* _Excerpted text_:
-------------------------

With Statehouse discussion dominated this session by the $112 million budget shortfall and education reform measures focused on consolidation and improving outcomes, energy-related issues have fallen out of the spotlight to the detriment of Vermonters.
The most pressing issue is the process to site solar arrays. The three-person, quasi-judicial Public Service Board has carte blanche decision-making power and has been flooded with solar array applications over the past few years. With increasing public opposition to solar sites that infringe on aesthetics and preservation of the Vermont character, citizens frequently describe the PSB process as rushed, uncaring, stacked in favor of the applicant and woefully inadequate.
The opposition to a 150-kilowatt solar array next to the Basin Harbor Club in Ferrisburgh is the latest manifestation of the public’s ire over the sometimes-ruinous aesthetics of these sites and dissatisfaction with the legal recourse available. Similarly, the proposed siting of a 150-kilowatt solar array in New Haven on land just behind Tourterelle restaurant and within 100 feet of another resident’s home seriously questions the wisdom of a process that has been fast-tracked by the Legislature and Gov. Shumlin to spur the solar industry.
Surely, the Legislature and the administration agree that the intent of fast-tracking solar development is not to despoil Vermont’s rural character, place aesthetic blights next to established businesses that depend on the scenic appeal of their location, or create nightmares for neighbors whose properties would be significantly devalued.

-------------------------

* _Complete the following_:
1) In the passage on Vermont solar siting, how would you render this sentence in Spanish: "The most pressing issue is the process to site solar arrays."
2) Answer these from the passage on Vermont solar siting:
(a) What is the size of the budget shortfall dominating Statehouse discussion?
(b) How many people sit on the Public Service Board?
(c) In which town is the Basin Harbor Club located?
3) Can you carry the passage on Vermont solar siting forward, beginning after its final sentence?

-------------------------

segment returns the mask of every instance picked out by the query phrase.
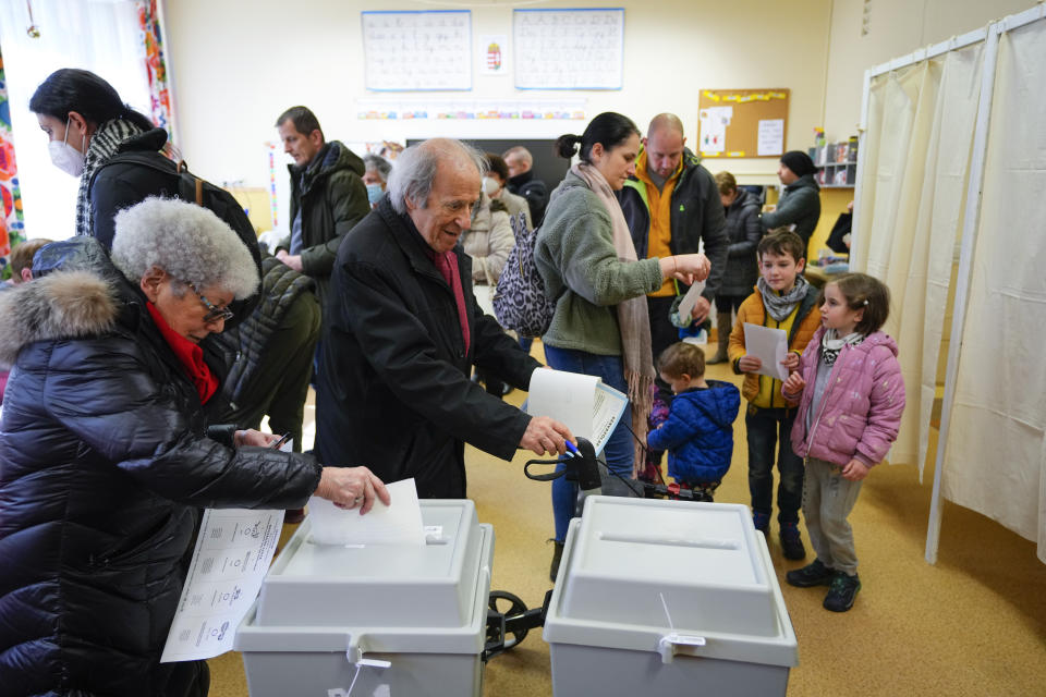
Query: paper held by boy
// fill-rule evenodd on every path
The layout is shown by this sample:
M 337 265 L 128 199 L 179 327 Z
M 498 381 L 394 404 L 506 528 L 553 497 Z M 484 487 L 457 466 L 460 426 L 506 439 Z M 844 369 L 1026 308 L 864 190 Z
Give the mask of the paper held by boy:
M 788 380 L 788 369 L 781 365 L 788 355 L 788 334 L 783 329 L 744 322 L 744 351 L 763 362 L 757 374 Z
M 526 413 L 550 416 L 580 438 L 592 441 L 598 455 L 621 419 L 629 398 L 592 375 L 538 368 L 531 374 Z

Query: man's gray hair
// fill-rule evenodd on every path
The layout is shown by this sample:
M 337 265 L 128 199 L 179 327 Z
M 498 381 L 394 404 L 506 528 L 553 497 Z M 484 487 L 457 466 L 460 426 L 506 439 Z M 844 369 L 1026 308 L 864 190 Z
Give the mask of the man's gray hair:
M 392 171 L 392 163 L 380 155 L 364 155 L 363 167 L 364 170 L 368 172 L 377 172 L 381 181 L 388 183 L 389 173 Z
M 258 288 L 254 257 L 240 236 L 209 209 L 150 196 L 117 213 L 112 262 L 137 282 L 153 267 L 197 290 L 220 288 L 236 299 Z
M 425 208 L 428 195 L 433 193 L 439 161 L 451 157 L 471 161 L 481 176 L 487 172 L 487 160 L 483 152 L 453 138 L 431 138 L 400 152 L 387 186 L 389 203 L 396 212 L 405 213 L 408 200 L 415 208 Z M 479 192 L 476 192 L 476 196 L 479 196 Z

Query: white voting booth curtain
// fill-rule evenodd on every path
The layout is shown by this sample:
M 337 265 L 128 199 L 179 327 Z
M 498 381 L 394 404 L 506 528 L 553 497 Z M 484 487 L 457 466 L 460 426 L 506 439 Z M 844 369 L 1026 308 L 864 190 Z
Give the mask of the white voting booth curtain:
M 1004 33 L 945 498 L 1046 562 L 1046 21 Z
M 883 280 L 908 393 L 892 463 L 922 474 L 962 228 L 983 44 L 872 81 L 854 270 Z

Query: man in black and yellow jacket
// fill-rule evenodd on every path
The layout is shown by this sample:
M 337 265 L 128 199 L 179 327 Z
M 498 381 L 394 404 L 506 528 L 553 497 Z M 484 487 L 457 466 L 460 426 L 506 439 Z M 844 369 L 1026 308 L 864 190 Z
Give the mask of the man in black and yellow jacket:
M 683 124 L 678 117 L 670 113 L 655 117 L 643 138 L 635 175 L 618 192 L 618 200 L 640 259 L 696 253 L 704 241 L 711 272 L 694 308 L 700 323 L 708 316 L 711 299 L 722 281 L 729 240 L 716 181 L 702 167 L 701 159 L 686 149 L 685 143 Z M 679 341 L 669 313 L 676 295 L 685 290 L 667 279 L 660 289 L 647 295 L 655 356 Z M 670 399 L 667 386 L 660 387 Z

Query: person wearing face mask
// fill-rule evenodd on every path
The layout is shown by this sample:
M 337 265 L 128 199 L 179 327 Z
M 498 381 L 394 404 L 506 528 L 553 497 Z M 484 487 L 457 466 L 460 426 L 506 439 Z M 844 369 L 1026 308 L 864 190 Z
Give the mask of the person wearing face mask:
M 388 185 L 392 163 L 380 155 L 364 155 L 363 167 L 363 183 L 367 185 L 367 201 L 369 201 L 370 208 L 374 208 L 378 205 L 378 200 Z
M 534 220 L 531 217 L 530 204 L 522 196 L 516 196 L 508 189 L 509 166 L 504 163 L 501 156 L 494 152 L 487 152 L 484 157 L 487 159 L 487 167 L 490 168 L 483 176 L 484 193 L 491 199 L 503 204 L 509 212 L 509 218 L 515 219 L 516 216 L 523 213 L 526 220 L 526 229 L 533 230 Z
M 703 254 L 640 258 L 615 192 L 635 172 L 640 131 L 620 113 L 601 113 L 582 135 L 556 143 L 570 159 L 581 145 L 581 162 L 556 187 L 537 233 L 534 261 L 545 292 L 557 298 L 548 331 L 542 337 L 548 365 L 557 370 L 593 375 L 628 394 L 625 407 L 604 450 L 610 476 L 603 492 L 627 496 L 628 484 L 643 462 L 652 406 L 654 356 L 646 294 L 666 280 L 704 280 L 710 265 Z M 722 215 L 722 207 L 719 207 Z M 560 465 L 562 467 L 562 465 Z M 642 490 L 640 490 L 642 491 Z M 641 494 L 642 496 L 642 494 Z M 550 577 L 556 579 L 567 527 L 574 514 L 576 485 L 552 482 L 556 548 Z
M 80 178 L 76 196 L 76 234 L 97 237 L 112 246 L 113 219 L 123 208 L 147 196 L 174 195 L 171 178 L 136 164 L 113 164 L 92 178 L 117 152 L 148 151 L 159 155 L 167 146 L 167 132 L 123 103 L 112 85 L 86 70 L 63 68 L 45 80 L 29 111 L 48 135 L 51 162 Z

-------------------------

* _Outputs by task_:
1) El asunto más apremiante es el proceso para ubicar los conjuntos de paneles solares.

2)
(a) $112 million
(b) Three
(c) Ferrisburgh

3)
In the New Haven case, for example, Mark and Tina Gilbert contacted SunCommon with an offer to lease a section of their land for a 150kw solar array. Rather than put it directly behind their home, which would block their scenic westerly views of the Adirondacks and those mesmerizing sunsets, the Gilberts want to place the 798 panels, which would be about 12-feet high, behind and off to the side of Tourterelle, which also does a wedding and special events business in their backyard that faces west toward that same scenic view — only it would no longer offer that same sense of splendor with solar panels dominating the westerly horizon.
New Haven resident Marie Gordon is in a worse situation. The edge of the proposed solar array would start about 100 feet from her house, she wrote in a recent letter to the New Haven select board, while also complaining that she received notice of the application just four days before the application was to be filed on March 10, hardly enough time to meet with the solar company and work out any resolution.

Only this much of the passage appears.